A short lecture of blind-source separation algorithms with practical examples in Matlab

Student Name: Shaoju Yu

Student Email: shaojun.yu@emory.edu

Question 1

Part A

Part B

Question 2

Part A

See code in homework.m

Part B

Question 3

Part A

See changes in .m files

Part B

Ex01, Total energy is sum of varance of original data; By calculating the variance of PCA transformed data, we can get how much variance explained by the top-N features. The ratio of an eigenvalue to the sum of all eigenvalues is also the percentage of variance explained by the corresponding feature. In the test case, the first two components can explain up to 99.9% variance of the orignal data, which means we can compress the data into 2 dimensions without lossing much information. This can be verified by the plot and there is only tiny difference between the orgianl data and the compressed data.
Ex02, Power iteration is a very simple algorithm, but it may converge slowly. The most time-consuming part of the algorithm is the multiplication of matrix by a vector, so it is effective for a very large sparse matrix with appropriate implementation. With the increasement of interations, the results of power methos becomes more accurate.

[Problem requirements] Pick up the blind-source separation homework writeup after its last sentence and extend it.

[Given information]
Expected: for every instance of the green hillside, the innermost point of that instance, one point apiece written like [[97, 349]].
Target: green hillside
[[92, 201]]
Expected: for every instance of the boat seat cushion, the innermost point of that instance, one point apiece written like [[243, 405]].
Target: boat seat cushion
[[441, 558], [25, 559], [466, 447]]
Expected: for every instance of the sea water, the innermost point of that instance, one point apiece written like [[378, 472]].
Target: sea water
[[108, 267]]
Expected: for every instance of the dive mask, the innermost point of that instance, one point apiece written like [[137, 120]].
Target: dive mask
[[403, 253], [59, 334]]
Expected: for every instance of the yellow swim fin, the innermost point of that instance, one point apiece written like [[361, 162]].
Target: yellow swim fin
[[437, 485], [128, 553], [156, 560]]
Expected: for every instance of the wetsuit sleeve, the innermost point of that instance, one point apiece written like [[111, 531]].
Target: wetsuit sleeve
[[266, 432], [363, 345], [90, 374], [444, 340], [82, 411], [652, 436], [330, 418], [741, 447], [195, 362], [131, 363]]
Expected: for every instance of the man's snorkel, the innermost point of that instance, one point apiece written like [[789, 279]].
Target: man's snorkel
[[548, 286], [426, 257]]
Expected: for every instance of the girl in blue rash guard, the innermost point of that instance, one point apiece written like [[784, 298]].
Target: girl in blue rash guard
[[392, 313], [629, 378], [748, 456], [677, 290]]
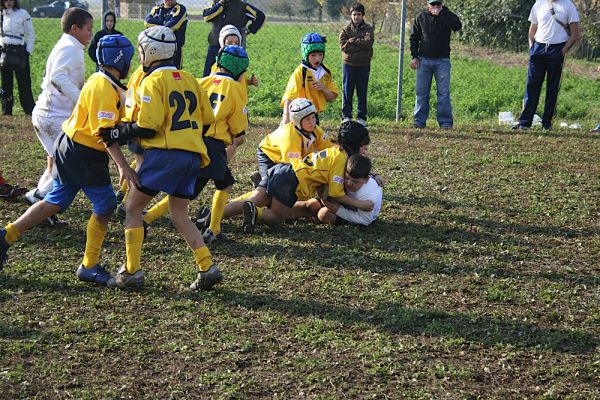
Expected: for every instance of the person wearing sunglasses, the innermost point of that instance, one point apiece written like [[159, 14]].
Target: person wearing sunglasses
[[430, 51]]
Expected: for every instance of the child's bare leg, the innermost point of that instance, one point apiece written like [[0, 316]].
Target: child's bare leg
[[259, 197], [178, 210], [35, 214], [136, 202], [134, 231], [326, 216]]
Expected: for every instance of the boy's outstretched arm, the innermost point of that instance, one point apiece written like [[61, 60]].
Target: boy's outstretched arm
[[126, 173], [365, 205]]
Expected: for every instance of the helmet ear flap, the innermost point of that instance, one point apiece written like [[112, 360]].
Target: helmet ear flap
[[301, 108], [234, 59]]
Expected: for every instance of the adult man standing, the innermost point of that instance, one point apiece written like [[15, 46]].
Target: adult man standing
[[430, 51], [553, 31], [229, 12], [172, 15]]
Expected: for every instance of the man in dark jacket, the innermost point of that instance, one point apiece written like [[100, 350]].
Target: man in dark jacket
[[172, 15], [430, 51], [229, 12], [108, 28], [356, 42]]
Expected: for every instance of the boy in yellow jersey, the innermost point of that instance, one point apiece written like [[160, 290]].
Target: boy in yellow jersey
[[82, 163], [311, 79], [223, 137], [173, 109], [131, 112], [288, 186], [295, 139], [231, 36]]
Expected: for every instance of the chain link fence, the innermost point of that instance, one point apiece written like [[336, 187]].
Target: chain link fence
[[485, 80]]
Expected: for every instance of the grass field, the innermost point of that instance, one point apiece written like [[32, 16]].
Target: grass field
[[480, 87], [480, 280]]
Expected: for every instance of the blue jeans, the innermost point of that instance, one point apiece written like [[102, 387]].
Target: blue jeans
[[544, 62], [355, 78], [211, 58], [440, 69]]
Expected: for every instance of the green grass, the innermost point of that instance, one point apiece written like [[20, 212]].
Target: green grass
[[480, 280], [480, 88]]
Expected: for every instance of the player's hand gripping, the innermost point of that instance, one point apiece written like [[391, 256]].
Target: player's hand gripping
[[112, 135]]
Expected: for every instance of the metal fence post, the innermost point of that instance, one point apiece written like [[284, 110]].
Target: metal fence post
[[401, 62]]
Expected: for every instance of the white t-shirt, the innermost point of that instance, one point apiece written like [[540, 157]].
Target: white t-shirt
[[63, 79], [549, 31], [369, 191]]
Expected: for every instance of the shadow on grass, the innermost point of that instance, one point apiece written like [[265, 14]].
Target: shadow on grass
[[401, 248], [19, 333], [396, 319]]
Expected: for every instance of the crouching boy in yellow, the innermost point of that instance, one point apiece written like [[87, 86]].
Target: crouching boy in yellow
[[173, 110], [288, 186], [82, 163]]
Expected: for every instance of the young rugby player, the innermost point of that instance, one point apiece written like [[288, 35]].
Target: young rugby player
[[311, 79], [173, 109], [295, 139], [223, 137], [359, 185], [64, 77], [82, 163], [288, 186]]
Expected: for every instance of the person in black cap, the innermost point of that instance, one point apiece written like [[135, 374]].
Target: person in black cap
[[430, 51]]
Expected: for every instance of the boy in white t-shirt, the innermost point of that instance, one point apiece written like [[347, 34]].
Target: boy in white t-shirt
[[553, 31], [62, 83], [359, 185]]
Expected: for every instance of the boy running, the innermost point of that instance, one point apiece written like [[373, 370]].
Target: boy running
[[173, 109], [62, 83], [82, 162]]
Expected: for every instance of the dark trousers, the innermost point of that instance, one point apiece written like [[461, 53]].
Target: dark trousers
[[24, 81], [355, 78], [211, 58], [545, 61]]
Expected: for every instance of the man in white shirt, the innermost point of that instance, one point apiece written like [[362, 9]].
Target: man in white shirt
[[553, 31], [359, 185], [62, 83]]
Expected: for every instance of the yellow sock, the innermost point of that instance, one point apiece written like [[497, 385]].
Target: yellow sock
[[124, 186], [93, 242], [243, 197], [12, 234], [157, 210], [217, 210], [203, 258], [134, 238]]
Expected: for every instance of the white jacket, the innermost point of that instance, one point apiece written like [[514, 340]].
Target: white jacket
[[63, 80], [18, 29]]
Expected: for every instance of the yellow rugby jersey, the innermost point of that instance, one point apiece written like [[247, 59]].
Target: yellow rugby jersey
[[243, 80], [132, 98], [300, 85], [229, 107], [326, 167], [174, 105], [100, 105], [287, 143]]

[Solved exercise]
Ex03, In this example, we tested servral algorithms for independent component analysis, including fastica, jade, sobi. Example 2 has 15 channels of data, and all these ICA algorithms can decompose it into 15 channels, but the order of channels is not same as the raw data. These algotithnms can also work properly without specifying the Number of independent components to be estimated.
Ex04, In this example, the orignal has 25 channels, we first use JADE and nonstationary component analysis to extract the sources, then selecte a certain channel of data to remove from the raw data. In term of selecting the nosie channel, we can check from the plots to visually detect the EOG. By checking the chnannel names of raw data, we could find the channel 23,24,25 are eog channels and could remove them.
Ex05, In function testECGICAPCAPiCAPlot1, it’s a unit test to compare various ICA algorithms fot extracting fetal ECG signals, including ICA, PCA and PiCA. They all successfully decompose the signals into 15 different channels. Pseudo-Periodic Component Analysis requires to specify first signal peaks.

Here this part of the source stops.